▶ Data section
• • • • •
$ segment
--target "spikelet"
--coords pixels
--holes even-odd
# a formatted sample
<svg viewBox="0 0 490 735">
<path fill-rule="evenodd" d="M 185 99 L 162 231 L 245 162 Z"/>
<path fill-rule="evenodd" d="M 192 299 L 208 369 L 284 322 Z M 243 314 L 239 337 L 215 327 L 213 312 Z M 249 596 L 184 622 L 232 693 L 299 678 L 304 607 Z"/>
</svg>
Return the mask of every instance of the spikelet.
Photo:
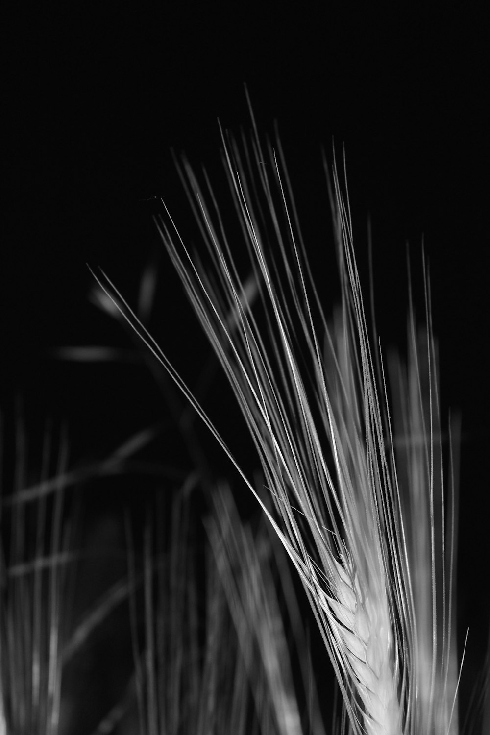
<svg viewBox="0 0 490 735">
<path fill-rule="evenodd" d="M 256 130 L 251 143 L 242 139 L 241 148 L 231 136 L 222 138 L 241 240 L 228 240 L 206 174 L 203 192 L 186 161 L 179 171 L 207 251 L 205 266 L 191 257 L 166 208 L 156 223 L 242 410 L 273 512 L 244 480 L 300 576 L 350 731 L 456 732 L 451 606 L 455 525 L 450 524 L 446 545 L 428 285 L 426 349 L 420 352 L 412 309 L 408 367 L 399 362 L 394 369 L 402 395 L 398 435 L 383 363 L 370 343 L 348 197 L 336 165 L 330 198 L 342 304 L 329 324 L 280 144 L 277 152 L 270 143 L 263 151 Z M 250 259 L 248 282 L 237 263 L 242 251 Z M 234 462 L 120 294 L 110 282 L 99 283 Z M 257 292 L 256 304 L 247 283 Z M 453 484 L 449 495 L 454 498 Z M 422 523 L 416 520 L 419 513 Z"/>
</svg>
• • • • •
▶ Objective
Reproduce the material above with each "spikelet" replaced by "floret" and every other character unchanged, leaving out the pictures.

▶ Written solution
$ segment
--target "floret"
--coords pixels
--holes even-odd
# a formatted sample
<svg viewBox="0 0 490 735">
<path fill-rule="evenodd" d="M 185 99 L 162 231 L 245 162 Z"/>
<path fill-rule="evenodd" d="M 192 299 L 208 369 L 284 322 Z M 243 314 L 239 337 L 215 327 L 213 312 Z M 249 596 L 184 622 L 232 693 L 299 678 L 304 607 Z"/>
</svg>
Return the mask of every instance of the floret.
Photo:
<svg viewBox="0 0 490 735">
<path fill-rule="evenodd" d="M 256 130 L 251 143 L 242 139 L 241 148 L 231 136 L 222 138 L 241 240 L 228 240 L 206 174 L 203 192 L 186 161 L 179 171 L 207 251 L 205 266 L 191 257 L 166 208 L 156 223 L 242 410 L 273 512 L 244 480 L 300 576 L 350 731 L 456 732 L 451 606 L 455 525 L 450 524 L 446 545 L 428 285 L 426 349 L 420 352 L 412 309 L 408 367 L 399 362 L 394 369 L 402 395 L 398 435 L 383 363 L 370 343 L 348 197 L 336 165 L 330 198 L 342 304 L 329 324 L 280 144 L 277 152 L 270 143 L 263 151 Z M 250 259 L 248 282 L 237 263 L 242 251 Z M 234 462 L 120 294 L 110 282 L 99 283 Z M 257 292 L 256 304 L 247 283 Z M 453 484 L 449 495 L 454 498 Z M 422 523 L 416 520 L 419 513 Z"/>
</svg>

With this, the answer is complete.